_THE TASK_
Reproduce the listing below word for word, keeping every line in its original order.
--- begin EXTRACTED DATA ---
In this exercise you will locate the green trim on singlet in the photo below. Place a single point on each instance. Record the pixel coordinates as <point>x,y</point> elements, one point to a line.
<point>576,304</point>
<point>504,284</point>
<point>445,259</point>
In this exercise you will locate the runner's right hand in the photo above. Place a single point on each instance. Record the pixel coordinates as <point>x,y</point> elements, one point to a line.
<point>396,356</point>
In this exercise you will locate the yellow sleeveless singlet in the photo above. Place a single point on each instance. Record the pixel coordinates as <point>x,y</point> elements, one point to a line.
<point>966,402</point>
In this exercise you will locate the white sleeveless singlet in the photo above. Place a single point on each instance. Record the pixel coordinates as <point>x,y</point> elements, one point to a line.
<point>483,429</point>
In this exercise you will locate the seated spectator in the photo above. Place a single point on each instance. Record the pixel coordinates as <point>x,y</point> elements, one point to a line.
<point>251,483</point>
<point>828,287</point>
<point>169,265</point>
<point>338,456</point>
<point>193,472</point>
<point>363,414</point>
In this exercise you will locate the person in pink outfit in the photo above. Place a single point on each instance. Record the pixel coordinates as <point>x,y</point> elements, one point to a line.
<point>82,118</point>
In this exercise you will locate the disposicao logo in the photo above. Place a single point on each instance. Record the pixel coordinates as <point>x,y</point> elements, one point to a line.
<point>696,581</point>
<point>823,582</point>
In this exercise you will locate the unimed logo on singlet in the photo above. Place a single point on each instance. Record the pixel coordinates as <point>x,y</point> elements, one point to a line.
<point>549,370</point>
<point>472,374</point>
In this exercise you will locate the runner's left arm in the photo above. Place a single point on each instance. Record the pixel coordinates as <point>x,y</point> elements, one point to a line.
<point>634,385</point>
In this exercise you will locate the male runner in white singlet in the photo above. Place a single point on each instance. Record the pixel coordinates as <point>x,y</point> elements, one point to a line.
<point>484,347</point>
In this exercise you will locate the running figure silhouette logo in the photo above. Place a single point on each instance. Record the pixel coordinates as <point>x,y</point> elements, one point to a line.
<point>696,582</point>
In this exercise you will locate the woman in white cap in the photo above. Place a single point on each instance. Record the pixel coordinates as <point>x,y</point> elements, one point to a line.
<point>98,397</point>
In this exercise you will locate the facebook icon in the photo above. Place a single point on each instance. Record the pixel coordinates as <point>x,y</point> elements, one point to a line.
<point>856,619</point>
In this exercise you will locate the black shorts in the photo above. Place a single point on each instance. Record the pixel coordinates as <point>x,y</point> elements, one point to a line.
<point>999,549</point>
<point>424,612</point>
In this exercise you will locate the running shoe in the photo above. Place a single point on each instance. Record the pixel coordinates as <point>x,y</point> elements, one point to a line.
--- end EXTRACTED DATA ---
_EXERCISE ANSWER_
In this exercise you will locate the green trim on singlet in the photo below. Place a single point on each instance. Record the pixel coordinates as <point>x,y</point> elements, one point to a line.
<point>576,304</point>
<point>504,284</point>
<point>445,259</point>
In this exercise you will locate the runner's right hand in the photo above. Place a single point on each instance. Record the pixel coordinates as <point>x,y</point> elements, one point to a line.
<point>396,356</point>
In this exercise you will locate the yellow sleeveless singlet in the photo above. Place a single point on each instance. Record the pixel coordinates as <point>x,y</point> elements, one point to a line.
<point>966,402</point>
In this exercise you will locate the white sleeveless singlet in the photo above. Place a single point on each instance. Record the pixel coordinates as <point>x,y</point> elements, one point to a line.
<point>483,429</point>
In this exercise you will locate the seated spectator in the photo above. Place a single point on each instance. Record the pixel coordinates as <point>x,y</point> elements, one point to a line.
<point>251,483</point>
<point>828,287</point>
<point>169,265</point>
<point>338,456</point>
<point>193,472</point>
<point>363,414</point>
In this exercise you will locate the person in pink outfit in the photo above. Place a single point on each instance. Record the pixel coordinates as <point>x,y</point> elements, one point to a line.
<point>82,118</point>
In this exercise you will locate the disposicao logo in the photo above. Place a single point on each instance. Record the pixel coordinates as <point>x,y</point> elements, one point to a line.
<point>696,581</point>
<point>823,582</point>
In this exercise you will locate the unimed logo on singlet in the photo above. Place a single point on each instance. Record the pixel coordinates as <point>x,y</point> elements, one point to a line.
<point>549,370</point>
<point>472,374</point>
In this exercise you will locate the runner's left arm in the photo above. Place a single point on each instance. Record the pixel coordinates as <point>x,y</point> elements, one point to a line.
<point>634,385</point>
In this exercise you will locate the male runner in white singlet in the photo above. Place a single point on each instance. Record the pixel coordinates as <point>x,y</point> elements, one point to a line.
<point>484,347</point>
In this exercise you will locate the running figure silhouette logo in the photo above. Place a single point on each instance. Record the pixel coordinates as <point>x,y</point> elements, one point to a line.
<point>696,582</point>
In this exercise you will locate the woman in white cap in the photo above. Place a single point on each instance. Record the pixel coordinates as <point>x,y</point> elements, one point to a line.
<point>98,397</point>
In this exercise you will locate the facebook icon in the photo above. Place a single point on each instance. Record the pixel coordinates as <point>x,y</point> elements, one point to a line.
<point>856,619</point>
In this exercise you will locate the black shorts in the photo above. Place a single point on each instance. Record the pixel coordinates as <point>x,y</point> elements, one point to a line.
<point>999,549</point>
<point>424,612</point>
In this exercise you will locate the running shoe in the photo above. Place a single point on each instance. Record the pixel coordinates as <point>x,y</point> elements, one point to a line.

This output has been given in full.